Write out the material below exactly, with no line missing.
::: Task data :::
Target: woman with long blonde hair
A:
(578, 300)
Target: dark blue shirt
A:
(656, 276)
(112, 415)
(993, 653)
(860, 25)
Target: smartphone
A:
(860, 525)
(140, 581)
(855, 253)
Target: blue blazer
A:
:::
Response below
Target: woman with long blonde hair
A:
(578, 300)
Target: dark blue shirt
A:
(656, 276)
(112, 415)
(993, 653)
(860, 25)
Target: smartphone
A:
(860, 525)
(140, 581)
(855, 253)
Target: blue blazer
A:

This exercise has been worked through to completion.